-- Exercise --
Please print out every entry below, verbatim.

Records contained in a dataset:
#####

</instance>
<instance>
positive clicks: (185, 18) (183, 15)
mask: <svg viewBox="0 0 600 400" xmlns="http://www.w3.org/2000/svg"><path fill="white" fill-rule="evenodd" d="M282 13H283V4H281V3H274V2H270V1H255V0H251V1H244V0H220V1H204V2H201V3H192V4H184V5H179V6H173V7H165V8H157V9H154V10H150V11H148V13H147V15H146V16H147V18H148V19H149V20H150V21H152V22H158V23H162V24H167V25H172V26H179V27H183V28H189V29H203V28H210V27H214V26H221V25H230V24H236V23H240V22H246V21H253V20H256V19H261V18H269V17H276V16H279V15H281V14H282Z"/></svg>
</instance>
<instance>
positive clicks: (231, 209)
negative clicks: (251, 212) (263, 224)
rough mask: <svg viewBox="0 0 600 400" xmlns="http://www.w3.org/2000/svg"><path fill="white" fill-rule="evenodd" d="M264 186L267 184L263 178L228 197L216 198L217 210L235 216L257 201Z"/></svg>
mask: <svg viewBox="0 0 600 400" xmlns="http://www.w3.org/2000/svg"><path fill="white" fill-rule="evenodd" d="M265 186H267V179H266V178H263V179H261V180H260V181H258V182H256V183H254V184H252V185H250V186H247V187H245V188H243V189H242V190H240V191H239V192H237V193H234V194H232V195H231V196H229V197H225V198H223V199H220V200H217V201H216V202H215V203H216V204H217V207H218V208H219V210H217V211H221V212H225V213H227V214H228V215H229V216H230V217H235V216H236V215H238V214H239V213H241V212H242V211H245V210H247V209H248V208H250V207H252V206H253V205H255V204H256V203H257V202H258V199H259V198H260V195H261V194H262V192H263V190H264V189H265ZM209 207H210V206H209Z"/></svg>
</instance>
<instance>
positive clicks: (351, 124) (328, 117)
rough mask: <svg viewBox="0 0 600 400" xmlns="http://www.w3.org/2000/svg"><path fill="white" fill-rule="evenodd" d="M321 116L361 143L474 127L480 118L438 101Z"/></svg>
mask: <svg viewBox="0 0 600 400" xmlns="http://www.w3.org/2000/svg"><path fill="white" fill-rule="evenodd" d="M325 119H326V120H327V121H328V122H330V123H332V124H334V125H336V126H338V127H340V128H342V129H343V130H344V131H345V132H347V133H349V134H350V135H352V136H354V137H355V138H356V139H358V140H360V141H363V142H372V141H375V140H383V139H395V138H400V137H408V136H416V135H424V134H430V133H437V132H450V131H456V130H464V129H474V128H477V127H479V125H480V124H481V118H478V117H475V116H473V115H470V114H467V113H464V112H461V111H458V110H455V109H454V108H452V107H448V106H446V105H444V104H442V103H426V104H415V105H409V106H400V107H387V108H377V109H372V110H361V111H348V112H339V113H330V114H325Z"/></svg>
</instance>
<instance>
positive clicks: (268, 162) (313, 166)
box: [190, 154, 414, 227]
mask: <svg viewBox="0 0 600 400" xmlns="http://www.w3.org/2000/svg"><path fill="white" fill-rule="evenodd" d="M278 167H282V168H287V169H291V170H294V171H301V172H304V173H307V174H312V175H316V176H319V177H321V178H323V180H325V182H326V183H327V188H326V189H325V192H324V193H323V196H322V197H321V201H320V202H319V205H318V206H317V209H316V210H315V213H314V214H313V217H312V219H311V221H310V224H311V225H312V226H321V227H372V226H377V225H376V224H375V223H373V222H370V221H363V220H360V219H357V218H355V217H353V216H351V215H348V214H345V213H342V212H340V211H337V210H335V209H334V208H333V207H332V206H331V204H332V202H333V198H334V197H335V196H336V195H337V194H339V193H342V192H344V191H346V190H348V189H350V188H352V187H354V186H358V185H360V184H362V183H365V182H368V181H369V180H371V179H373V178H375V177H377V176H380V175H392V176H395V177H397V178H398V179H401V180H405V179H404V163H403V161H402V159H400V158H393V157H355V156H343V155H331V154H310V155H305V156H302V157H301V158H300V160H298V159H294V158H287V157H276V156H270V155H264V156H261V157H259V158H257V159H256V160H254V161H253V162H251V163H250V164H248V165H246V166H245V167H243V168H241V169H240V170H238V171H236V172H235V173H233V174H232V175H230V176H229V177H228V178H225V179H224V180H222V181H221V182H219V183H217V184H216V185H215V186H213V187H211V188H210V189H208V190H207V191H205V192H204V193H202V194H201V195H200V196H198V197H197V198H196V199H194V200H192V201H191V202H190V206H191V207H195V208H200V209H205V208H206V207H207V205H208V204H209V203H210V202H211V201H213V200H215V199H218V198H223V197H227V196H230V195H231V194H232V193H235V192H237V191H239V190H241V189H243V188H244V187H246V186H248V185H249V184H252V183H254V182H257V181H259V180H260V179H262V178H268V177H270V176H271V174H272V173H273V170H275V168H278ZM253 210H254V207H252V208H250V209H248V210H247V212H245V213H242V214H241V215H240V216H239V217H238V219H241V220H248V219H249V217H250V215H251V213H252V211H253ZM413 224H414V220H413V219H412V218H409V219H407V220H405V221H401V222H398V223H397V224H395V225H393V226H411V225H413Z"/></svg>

#####

-- Task response --
</instance>
<instance>
positive clicks: (185, 18) (183, 15)
mask: <svg viewBox="0 0 600 400" xmlns="http://www.w3.org/2000/svg"><path fill="white" fill-rule="evenodd" d="M282 13H283V4H281V3H274V2H270V1H255V0H251V1H244V0H220V1H204V2H201V3H192V4H184V5H179V6H173V7H165V8H157V9H154V10H150V11H148V13H147V15H146V16H147V18H148V19H149V20H150V21H152V22H158V23H162V24H167V25H172V26H179V27H183V28H189V29H203V28H210V27H214V26H221V25H230V24H236V23H240V22H246V21H253V20H256V19H261V18H269V17H276V16H279V15H281V14H282Z"/></svg>
</instance>
<instance>
positive clicks: (231, 209)
negative clicks: (251, 212) (263, 224)
rough mask: <svg viewBox="0 0 600 400" xmlns="http://www.w3.org/2000/svg"><path fill="white" fill-rule="evenodd" d="M264 186L267 184L263 178L228 197L216 198L217 210L235 216L257 201Z"/></svg>
mask: <svg viewBox="0 0 600 400" xmlns="http://www.w3.org/2000/svg"><path fill="white" fill-rule="evenodd" d="M265 186H267V179H266V178H263V179H261V180H260V181H258V182H256V183H254V184H252V185H250V186H247V187H245V188H243V189H242V190H240V191H239V192H237V193H234V194H232V195H231V196H229V197H225V198H223V199H220V200H217V201H216V202H215V203H216V204H217V207H218V208H219V210H217V211H221V212H225V213H227V214H228V215H229V216H230V217H235V216H236V215H238V214H239V213H241V212H242V211H245V210H247V209H248V208H250V207H252V206H253V205H255V204H256V203H257V202H258V199H259V198H260V195H261V194H262V192H263V190H264V189H265ZM209 207H210V206H209Z"/></svg>
</instance>
<instance>
positive clicks: (351, 124) (328, 117)
rough mask: <svg viewBox="0 0 600 400" xmlns="http://www.w3.org/2000/svg"><path fill="white" fill-rule="evenodd" d="M321 116L361 143L474 127L480 118L438 101Z"/></svg>
mask: <svg viewBox="0 0 600 400" xmlns="http://www.w3.org/2000/svg"><path fill="white" fill-rule="evenodd" d="M325 119H326V120H327V121H328V122H330V123H332V124H334V125H336V126H338V127H340V128H342V129H343V130H344V131H345V132H347V133H349V134H350V135H352V136H354V137H355V138H356V139H358V140H360V141H363V142H372V141H375V140H383V139H395V138H400V137H408V136H416V135H424V134H430V133H437V132H450V131H456V130H464V129H474V128H477V127H479V125H480V124H481V118H478V117H475V116H473V115H470V114H467V113H464V112H461V111H458V110H455V109H454V108H452V107H448V106H446V105H444V104H442V103H426V104H415V105H409V106H400V107H387V108H377V109H372V110H361V111H348V112H339V113H330V114H325Z"/></svg>
</instance>
<instance>
positive clicks: (268, 162) (313, 166)
box: [190, 154, 414, 227]
mask: <svg viewBox="0 0 600 400" xmlns="http://www.w3.org/2000/svg"><path fill="white" fill-rule="evenodd" d="M278 167H282V168H287V169H291V170H294V171H301V172H304V173H307V174H312V175H316V176H319V177H321V178H323V180H325V182H326V183H327V188H326V189H325V192H324V193H323V196H322V197H321V201H320V202H319V205H318V206H317V209H316V210H315V213H314V214H313V217H312V219H311V221H310V224H311V225H312V226H321V227H372V226H377V225H376V224H375V223H373V222H370V221H363V220H360V219H357V218H355V217H353V216H351V215H348V214H345V213H342V212H340V211H337V210H335V209H334V208H333V207H332V206H331V204H332V202H333V198H334V197H335V196H336V195H337V194H339V193H342V192H344V191H346V190H348V189H350V188H352V187H354V186H358V185H360V184H362V183H365V182H368V181H369V180H371V179H373V178H375V177H377V176H380V175H392V176H395V177H397V178H398V179H401V180H405V179H404V163H403V161H402V159H400V158H393V157H355V156H343V155H331V154H310V155H305V156H302V157H301V158H300V160H298V159H294V158H287V157H276V156H270V155H264V156H261V157H259V158H257V159H256V160H254V161H253V162H251V163H250V164H248V165H246V166H245V167H243V168H241V169H240V170H238V171H236V172H235V173H233V174H232V175H230V176H229V177H228V178H225V179H224V180H222V181H221V182H219V183H217V184H216V185H215V186H213V187H211V188H210V189H208V190H207V191H205V192H204V193H202V194H201V195H200V196H198V197H197V198H196V199H194V200H192V201H191V202H190V206H191V207H195V208H200V209H205V208H206V207H207V205H208V204H209V203H210V202H211V201H213V200H215V199H218V198H223V197H227V196H230V195H231V194H232V193H235V192H237V191H239V190H241V189H243V188H244V187H246V186H248V185H249V184H252V183H254V182H257V181H259V180H260V179H262V178H268V177H270V176H271V174H272V173H273V170H275V168H278ZM253 210H254V207H252V208H250V209H248V210H247V212H245V213H242V214H241V215H240V216H239V217H238V219H241V220H248V219H249V217H250V215H251V213H252V211H253ZM413 224H414V220H413V219H412V218H409V219H407V220H405V221H401V222H398V223H397V224H395V225H393V226H411V225H413Z"/></svg>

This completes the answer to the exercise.